**Goal:** Write out the following records line for line, with no changes.

**Pointing dataset records:**
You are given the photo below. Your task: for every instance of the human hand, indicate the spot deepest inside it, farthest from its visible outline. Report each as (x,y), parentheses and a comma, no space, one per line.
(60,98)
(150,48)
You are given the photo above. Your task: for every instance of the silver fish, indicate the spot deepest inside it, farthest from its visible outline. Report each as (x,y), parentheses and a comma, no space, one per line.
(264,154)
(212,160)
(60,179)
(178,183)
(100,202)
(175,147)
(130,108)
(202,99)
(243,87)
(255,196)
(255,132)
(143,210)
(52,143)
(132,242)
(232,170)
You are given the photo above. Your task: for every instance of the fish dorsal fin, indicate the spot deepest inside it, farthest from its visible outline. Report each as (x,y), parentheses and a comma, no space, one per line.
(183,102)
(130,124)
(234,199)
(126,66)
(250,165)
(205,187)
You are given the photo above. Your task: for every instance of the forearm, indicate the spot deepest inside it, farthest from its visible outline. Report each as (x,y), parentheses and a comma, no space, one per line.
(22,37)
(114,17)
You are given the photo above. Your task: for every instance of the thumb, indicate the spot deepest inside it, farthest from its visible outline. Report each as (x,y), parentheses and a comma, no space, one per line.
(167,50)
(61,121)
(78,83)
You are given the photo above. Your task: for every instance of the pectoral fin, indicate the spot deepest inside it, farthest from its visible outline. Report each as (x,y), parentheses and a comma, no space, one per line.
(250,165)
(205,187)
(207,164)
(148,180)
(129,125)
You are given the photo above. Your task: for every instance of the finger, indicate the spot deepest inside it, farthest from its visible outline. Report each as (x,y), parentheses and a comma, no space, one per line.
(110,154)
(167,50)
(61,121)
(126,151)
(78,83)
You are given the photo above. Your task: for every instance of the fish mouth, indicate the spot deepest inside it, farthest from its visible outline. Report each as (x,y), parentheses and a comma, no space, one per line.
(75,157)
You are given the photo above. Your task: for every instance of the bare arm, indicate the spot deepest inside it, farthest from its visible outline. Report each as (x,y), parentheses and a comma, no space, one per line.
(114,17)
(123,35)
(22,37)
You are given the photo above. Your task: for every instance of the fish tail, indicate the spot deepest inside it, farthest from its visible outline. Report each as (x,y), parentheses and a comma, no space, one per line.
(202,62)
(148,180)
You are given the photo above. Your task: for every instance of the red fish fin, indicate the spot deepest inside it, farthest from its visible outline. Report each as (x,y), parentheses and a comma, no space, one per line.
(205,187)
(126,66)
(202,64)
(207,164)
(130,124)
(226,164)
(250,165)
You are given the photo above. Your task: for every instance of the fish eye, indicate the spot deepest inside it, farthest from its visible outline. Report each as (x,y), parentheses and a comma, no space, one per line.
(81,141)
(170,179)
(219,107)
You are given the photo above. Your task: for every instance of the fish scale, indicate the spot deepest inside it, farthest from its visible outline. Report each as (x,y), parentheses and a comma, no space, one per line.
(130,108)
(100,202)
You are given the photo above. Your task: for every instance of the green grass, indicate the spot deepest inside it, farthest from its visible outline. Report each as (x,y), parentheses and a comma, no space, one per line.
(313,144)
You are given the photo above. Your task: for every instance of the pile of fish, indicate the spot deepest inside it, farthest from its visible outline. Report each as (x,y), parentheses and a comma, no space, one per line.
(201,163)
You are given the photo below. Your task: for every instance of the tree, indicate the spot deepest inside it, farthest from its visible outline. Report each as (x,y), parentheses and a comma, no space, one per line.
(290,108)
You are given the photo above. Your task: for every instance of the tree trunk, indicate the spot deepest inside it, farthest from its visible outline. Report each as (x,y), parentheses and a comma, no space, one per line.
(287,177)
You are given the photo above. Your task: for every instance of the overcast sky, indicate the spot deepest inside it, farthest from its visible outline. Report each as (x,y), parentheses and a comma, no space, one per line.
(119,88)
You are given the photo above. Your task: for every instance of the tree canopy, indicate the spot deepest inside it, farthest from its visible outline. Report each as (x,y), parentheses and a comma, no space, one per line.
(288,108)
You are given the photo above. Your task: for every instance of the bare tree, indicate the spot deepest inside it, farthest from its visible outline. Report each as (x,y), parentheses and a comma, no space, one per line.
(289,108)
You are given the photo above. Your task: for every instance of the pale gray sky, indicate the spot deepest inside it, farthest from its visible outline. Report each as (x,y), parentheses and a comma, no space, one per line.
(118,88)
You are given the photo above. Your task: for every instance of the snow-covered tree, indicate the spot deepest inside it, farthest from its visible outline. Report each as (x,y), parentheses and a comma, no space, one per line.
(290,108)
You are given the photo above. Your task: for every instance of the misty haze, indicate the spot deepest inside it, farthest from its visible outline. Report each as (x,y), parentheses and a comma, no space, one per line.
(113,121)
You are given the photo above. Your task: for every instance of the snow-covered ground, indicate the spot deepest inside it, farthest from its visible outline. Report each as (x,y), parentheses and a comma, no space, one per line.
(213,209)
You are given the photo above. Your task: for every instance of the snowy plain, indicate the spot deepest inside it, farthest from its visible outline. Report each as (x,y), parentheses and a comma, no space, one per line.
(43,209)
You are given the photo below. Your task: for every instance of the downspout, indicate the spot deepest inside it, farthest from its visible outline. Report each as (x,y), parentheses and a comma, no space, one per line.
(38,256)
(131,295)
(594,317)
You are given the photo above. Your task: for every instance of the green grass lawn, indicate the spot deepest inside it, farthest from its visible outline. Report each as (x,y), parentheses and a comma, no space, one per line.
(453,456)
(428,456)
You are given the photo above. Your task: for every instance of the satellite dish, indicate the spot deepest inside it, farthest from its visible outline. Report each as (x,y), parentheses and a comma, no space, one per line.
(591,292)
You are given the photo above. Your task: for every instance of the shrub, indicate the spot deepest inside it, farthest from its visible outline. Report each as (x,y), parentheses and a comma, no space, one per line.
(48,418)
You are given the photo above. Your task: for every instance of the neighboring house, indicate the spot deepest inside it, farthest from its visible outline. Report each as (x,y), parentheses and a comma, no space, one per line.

**Written solution:**
You are given the photo below. Your task: for every instance of the human hand, indicate the spot deepest inside it, farthest from its visible outline. Report each as (x,y), parentheses and a comma, no space, one per line.
(60,98)
(150,48)
You are given the photo above. Your task: for every instance of the silver fish, indicate the spot deepest inside it, farthest from its visible outline. Report each as (x,y), parentheses and a comma, no space, one per line.
(264,154)
(212,160)
(60,179)
(178,183)
(100,202)
(175,147)
(130,108)
(202,99)
(243,87)
(255,196)
(255,132)
(143,210)
(52,143)
(132,242)
(232,170)
You are given the photo above. Your task: for every instance of the fish dorsal fin, indicate the spot deepest inside it, farthest from its visible outline. Report each as (x,y), parentheses and a comma, no space, one per line.
(183,102)
(130,124)
(234,199)
(126,66)
(250,165)
(205,187)
You are given the photo above. Your task: for every instance of the forearm, indicate the spot deepest inside it, farthest from its visible outline. Report each as (x,y), parentheses and a comma, no space, one per line.
(22,37)
(114,17)
You are given the photo above. Your task: for every instance of the thumb, indicate the spot deepest inside it, farthest from its visible outline. Report each as (x,y), parentheses and a comma, no space, one per line.
(167,50)
(61,121)
(78,83)
You are given the photo above. Your task: for every instance of the pectoral fin, indicate the spot deepest inside it, farthest from its visible outline. Report each as (x,y), parentheses and a comma, no space, one per line.
(250,165)
(205,187)
(207,164)
(148,180)
(129,125)
You are given the photo above. Your task: for every instance of the finger, indicate the spot deepest inside it, farthest from its visible outline. Report each as (x,y), parentheses and a comma, no space, one per line.
(110,154)
(167,50)
(61,121)
(126,151)
(78,83)
You are given the photo above. Your task: for every instance of the fish mouth, indicate the spot deepest inside it, farthest from its visible outline. Report each as (x,y), parentheses and a comma, no space, one per line.
(75,157)
You are given the photo above. Your task: for every instance of the bare arm, indicate the spot deepest inside it, farthest from its visible outline. Report each as (x,y), parentheses and a comma, no space, one per line.
(114,17)
(123,35)
(22,37)
You are given the photo above. Your task: for every instance of the fish tail, indicate the spot deepest inside it, farthest from its visible outline. Report each as (x,y), parentheses and a comma, no space, one per line.
(202,62)
(148,180)
You are given the photo above. Your task: for every instance of the red fish fin, indicate the spot deepest inside it, farthest from its visible outline. Report each as (x,y), parentheses and a comma, no space, one per line.
(205,187)
(126,66)
(202,64)
(207,164)
(130,124)
(226,164)
(250,165)
You are given the photo above. Your task: for every instance of the fish eye, indicate the spot deepest inside it, farthest from its visible outline. Report each as (x,y), parentheses and a comma, no space, one per line.
(81,141)
(170,179)
(219,107)
You are given the photo above. Your task: for every instance of the fish scale, indicate the spot deepest inside it, farthest from its visible outline. Report each as (x,y), parentheses and a comma, no space, one per line.
(130,108)
(100,202)
You are given the photo above. Your task: for every instance of the green grass, indicate the spot deepest inside it, farthest from its visible outline. Report each as (x,y), parentheses and a comma, no space, one per line.
(313,144)
You are given the photo above. Your task: for every instance of the pile of fish, indicate the spot deepest inside it, farthest from its visible outline. Report each as (x,y), parentheses and a comma, no space, one per line.
(201,163)
You are given the photo below. Your task: for every instance of the tree, indicate the spot deepest inside it, farthest from its visible outline. Report each as (x,y), parentheses and a comma, no space, one per line.
(290,108)
You are given the photo above. Your task: for every instance of the tree trunk, indicate the spot deepest inside it, farthest from its visible outline. Report each as (x,y), parentheses and a comma, no space, one per line.
(287,177)
You are given the photo above. Your task: for every instance of the overcast sky, indicate the spot deepest inside it, farthest from its visible outline. Report each as (x,y), parentheses and a comma, no space, one per line.
(119,88)
You are given the photo above. Your task: for every instance of the tree canopy, indicate the spot deepest inside it, farthest from its visible outline. Report each as (x,y), parentheses and a comma, no space, one per line.
(288,108)
You are given the photo above. Your task: for every instance of the bare tree, indicate the spot deepest inside it, farthest from its visible outline. Report each as (x,y), parentheses and a comma, no space, one per line.
(289,108)
You are given the photo above. Your task: for every instance of the pale gray sky, indicate the spot deepest inside it, farthest from its visible outline. Report each as (x,y), parentheses and a comma, no space, one per line.
(118,88)
You are given the photo above. Your task: for every instance of the snow-covered tree, indicate the spot deepest inside it, farthest from its visible outline. Report each as (x,y), parentheses and a comma, no space, one per line.
(290,108)
You are given the photo above. Your task: for every instance of the misty haze, indicate the spot deepest inside it, farthest from its visible outline. Report each as (x,y), parentheses and a comma, no space, one per line.
(113,121)
You are given the photo above. Your task: for every instance of the snow-covered ground, indicate the spot deepest inside it, farthest from its visible outline. Report each as (x,y), parentheses and a comma, no space, one per line.
(213,209)
You are given the photo above. Your task: for every instance of the snowy plain, indicate the spot deepest inside it, farthest from its visible outline. Report each as (x,y), parentheses and a comma, no space, one per line.
(43,209)
You are given the photo below. Your task: for every instance of the downspout, indicate the spot deepest inside it, farthest from its visible outline. Report each as (x,y), parentheses and a comma, no space, one per line.
(38,256)
(131,295)
(594,317)
You are given the photo above. Your task: for every instance of the green grass lawn, indicate the spot deepest inside it, farthest from its visible outline. Report each as (x,y), parentheses and a comma, no space, one per line.
(453,456)
(428,456)
You are given the photo above. Your task: for every instance of the satellite dish, indicate the spot deepest inside it, farthest from its visible outline. Report each as (x,y), parentheses and a comma, no space, one per line.
(591,292)
You are given the photo above. Your task: for every instance of the shrub, indicate the spot deepest inside it, farthest from its visible outline. Report each as (x,y), parentheses and a comma, no space, one per line.
(48,418)
You are given the photo above. Your task: for every instance of the neighboring house, indicate the spot deepest inside it, farthest from its visible outline. Report each as (x,y), parentheses and a comma, no space, one per line.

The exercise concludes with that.